THERE IS NOTHING WRONG WRONG WITH BEING A HOMOSEXUAL!!!

I am not a homosexual but I think it’s up to a person to choose who he/she wants to be with!

As for you girl… this is a hard time but don’t worry about it. If you need someone to talk to funmail me I will understand what you mean and what you are trying to say I’m here for when you need someone to talk to you

I like to help people that want help. and you look like you could use a hand. but only if you want to.

It’s okay to fantasize about being with a girl. it’s not wrong to be with one either. If GOD is truly an all loving being then why would he deny someone the right to be happy? I’m not saying you should become a lesbian I’m simply saying don’t let religion rule your life. I personally do not believe in GOD but I respect everyone that does. Because everyone needs something to believe in sometimes.

You love guys but girls interest you … so what?!?!? no big deal! you’re young if there was ever a time to have thoughts like these it’s now. because you are growing and everything around you is changing too so don’t worry about it.

What the main point is that if these feeling continue you might have to face the fact that your mind will not rest until you figure out for good what it is you want. and who knows maybe once you face the whole lesbian thing you will find out that you’ll stop thinking about them and you can move on with your life! you will probably end up with a guy anyways so just calm down and take it easy! life is way to complicated as it is, why make it worse?! just chill and let everything worry not you.

## What to produce
Answer these questions from the reply:
1. Does the writer say they are a homosexual?
2. Does the writer believe in God?
3. Who does the writer say the reader will probably end up with?
Answer using only the reply above.

Source data
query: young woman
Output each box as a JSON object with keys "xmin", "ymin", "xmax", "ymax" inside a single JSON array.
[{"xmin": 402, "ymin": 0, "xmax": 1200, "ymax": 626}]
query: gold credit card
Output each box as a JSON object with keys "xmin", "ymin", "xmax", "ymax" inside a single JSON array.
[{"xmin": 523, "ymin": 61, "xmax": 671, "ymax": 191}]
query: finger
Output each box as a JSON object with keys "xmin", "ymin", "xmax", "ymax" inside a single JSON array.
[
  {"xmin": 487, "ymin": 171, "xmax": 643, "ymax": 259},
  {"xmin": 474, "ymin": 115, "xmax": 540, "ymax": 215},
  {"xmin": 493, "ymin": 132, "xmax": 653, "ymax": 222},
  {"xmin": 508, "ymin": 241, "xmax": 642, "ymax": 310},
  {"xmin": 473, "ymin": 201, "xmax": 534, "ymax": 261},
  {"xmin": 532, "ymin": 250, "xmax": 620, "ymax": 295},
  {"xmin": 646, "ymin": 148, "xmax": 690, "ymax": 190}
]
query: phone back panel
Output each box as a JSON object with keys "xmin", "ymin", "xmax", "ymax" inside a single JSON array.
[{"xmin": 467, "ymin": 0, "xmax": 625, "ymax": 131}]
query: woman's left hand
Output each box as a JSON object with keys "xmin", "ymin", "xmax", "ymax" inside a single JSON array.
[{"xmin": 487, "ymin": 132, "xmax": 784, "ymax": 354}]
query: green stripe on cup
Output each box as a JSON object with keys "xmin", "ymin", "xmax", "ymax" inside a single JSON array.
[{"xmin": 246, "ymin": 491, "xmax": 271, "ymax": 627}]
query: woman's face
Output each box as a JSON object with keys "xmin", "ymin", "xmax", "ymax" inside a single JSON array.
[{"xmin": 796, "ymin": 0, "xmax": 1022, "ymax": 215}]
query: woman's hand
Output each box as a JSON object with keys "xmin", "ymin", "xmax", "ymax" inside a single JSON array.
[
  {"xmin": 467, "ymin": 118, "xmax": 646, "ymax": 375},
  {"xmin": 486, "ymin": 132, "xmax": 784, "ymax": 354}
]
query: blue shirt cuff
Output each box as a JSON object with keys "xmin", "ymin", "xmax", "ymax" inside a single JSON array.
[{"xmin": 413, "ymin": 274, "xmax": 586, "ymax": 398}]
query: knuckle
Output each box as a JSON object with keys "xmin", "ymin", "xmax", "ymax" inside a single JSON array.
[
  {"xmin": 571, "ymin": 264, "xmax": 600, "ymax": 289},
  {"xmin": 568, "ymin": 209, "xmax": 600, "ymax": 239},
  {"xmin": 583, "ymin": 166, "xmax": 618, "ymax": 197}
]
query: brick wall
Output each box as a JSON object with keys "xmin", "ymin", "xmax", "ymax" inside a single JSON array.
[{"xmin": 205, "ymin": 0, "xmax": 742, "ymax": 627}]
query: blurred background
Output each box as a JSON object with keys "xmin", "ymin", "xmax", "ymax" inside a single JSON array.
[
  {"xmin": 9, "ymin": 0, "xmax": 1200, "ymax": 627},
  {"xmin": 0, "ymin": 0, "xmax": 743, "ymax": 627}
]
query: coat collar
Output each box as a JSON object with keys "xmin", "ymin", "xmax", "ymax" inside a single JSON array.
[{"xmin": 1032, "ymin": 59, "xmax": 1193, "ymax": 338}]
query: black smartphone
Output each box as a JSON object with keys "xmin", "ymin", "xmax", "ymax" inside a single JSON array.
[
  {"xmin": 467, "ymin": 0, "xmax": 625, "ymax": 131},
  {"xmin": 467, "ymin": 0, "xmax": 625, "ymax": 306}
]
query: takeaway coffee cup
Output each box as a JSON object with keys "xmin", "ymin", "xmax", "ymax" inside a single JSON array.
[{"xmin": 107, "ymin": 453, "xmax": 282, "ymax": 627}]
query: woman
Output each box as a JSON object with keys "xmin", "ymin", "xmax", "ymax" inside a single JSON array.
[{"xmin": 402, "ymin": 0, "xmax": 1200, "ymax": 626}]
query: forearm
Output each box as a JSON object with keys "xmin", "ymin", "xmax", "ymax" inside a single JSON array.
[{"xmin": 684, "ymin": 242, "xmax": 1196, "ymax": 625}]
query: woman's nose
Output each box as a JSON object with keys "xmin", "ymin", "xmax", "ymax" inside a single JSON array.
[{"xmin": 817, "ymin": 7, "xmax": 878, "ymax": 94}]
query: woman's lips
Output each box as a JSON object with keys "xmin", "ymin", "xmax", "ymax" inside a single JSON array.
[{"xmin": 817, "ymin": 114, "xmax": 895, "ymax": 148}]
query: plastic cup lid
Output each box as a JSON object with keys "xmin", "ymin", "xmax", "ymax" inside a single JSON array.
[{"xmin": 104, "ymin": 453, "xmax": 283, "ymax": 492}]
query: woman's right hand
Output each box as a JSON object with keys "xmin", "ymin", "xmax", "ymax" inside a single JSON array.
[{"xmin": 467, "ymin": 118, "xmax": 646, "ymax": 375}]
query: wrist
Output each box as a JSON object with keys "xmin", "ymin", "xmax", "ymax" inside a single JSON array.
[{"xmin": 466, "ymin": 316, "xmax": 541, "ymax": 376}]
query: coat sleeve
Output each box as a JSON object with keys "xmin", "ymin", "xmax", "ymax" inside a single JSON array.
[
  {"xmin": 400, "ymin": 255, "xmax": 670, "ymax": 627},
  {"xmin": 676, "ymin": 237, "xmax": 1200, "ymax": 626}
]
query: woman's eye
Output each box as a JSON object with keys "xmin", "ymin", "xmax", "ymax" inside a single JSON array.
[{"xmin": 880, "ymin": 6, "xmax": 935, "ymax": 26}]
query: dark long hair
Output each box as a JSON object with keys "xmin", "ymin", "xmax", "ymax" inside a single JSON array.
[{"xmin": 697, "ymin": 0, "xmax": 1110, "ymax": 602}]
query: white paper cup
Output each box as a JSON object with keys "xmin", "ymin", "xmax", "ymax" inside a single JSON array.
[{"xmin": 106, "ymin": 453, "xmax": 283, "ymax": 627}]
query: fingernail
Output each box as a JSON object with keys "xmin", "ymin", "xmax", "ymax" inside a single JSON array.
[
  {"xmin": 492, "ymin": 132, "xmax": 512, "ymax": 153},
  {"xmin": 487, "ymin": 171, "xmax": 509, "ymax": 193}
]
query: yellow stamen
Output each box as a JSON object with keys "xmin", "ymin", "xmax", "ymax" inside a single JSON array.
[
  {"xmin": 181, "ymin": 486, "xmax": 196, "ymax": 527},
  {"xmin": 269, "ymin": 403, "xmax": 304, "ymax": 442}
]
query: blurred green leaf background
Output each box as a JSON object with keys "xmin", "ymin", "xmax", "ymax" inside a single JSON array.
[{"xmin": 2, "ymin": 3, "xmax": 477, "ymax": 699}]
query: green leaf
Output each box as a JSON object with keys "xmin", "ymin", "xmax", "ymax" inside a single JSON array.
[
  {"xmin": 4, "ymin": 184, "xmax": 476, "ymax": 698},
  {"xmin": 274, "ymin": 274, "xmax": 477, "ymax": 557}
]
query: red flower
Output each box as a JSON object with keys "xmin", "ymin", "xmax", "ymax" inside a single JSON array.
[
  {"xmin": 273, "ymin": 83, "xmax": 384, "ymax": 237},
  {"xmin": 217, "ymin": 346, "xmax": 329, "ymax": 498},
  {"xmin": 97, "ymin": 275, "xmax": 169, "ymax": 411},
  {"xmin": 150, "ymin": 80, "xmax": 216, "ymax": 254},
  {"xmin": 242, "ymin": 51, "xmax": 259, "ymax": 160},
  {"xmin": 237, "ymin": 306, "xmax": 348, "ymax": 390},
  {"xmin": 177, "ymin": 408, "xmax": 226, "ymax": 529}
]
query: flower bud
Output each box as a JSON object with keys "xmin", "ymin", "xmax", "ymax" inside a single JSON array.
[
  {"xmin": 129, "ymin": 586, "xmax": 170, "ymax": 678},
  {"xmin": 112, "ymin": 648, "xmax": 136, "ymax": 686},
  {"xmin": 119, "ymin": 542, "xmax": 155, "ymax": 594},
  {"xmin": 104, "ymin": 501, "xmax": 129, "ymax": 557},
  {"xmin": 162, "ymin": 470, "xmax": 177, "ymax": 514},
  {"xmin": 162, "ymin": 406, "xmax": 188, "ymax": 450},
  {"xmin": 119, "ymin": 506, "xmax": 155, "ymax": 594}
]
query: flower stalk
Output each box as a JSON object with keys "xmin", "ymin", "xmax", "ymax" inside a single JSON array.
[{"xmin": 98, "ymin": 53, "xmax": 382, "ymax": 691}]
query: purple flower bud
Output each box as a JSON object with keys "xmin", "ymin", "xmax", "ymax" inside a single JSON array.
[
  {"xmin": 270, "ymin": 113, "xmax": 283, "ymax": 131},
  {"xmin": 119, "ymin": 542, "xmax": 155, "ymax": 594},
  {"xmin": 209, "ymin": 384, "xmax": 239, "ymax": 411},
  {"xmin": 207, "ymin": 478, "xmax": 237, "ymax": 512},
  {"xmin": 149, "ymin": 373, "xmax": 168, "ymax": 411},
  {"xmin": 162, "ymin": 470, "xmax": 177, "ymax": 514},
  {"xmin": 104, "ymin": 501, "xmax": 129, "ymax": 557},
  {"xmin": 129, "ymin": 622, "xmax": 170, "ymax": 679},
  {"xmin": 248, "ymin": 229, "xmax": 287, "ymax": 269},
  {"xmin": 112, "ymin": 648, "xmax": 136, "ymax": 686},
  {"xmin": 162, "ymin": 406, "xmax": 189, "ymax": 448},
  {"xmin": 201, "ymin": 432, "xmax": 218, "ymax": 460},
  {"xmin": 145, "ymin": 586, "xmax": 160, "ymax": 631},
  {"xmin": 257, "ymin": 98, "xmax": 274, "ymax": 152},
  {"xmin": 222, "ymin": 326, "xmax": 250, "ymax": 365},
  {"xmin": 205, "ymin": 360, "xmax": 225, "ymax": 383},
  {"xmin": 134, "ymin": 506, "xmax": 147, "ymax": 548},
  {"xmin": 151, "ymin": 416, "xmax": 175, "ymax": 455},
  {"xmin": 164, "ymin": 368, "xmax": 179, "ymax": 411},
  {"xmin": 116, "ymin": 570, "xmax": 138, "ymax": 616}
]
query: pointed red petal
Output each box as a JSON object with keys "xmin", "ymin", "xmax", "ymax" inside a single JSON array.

## Solved problem
1. No, the writer says they are not a homosexual.
2. No, the writer does not believe in God.
3. A guy.